Exercise requirements: Report how many lines in the records that follow have the word "Category" in them, giving the number and nothing more.

(Referring expression data)
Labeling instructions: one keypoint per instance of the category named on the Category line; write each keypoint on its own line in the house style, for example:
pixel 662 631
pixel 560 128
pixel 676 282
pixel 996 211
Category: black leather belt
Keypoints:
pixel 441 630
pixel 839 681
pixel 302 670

Exercise result: 2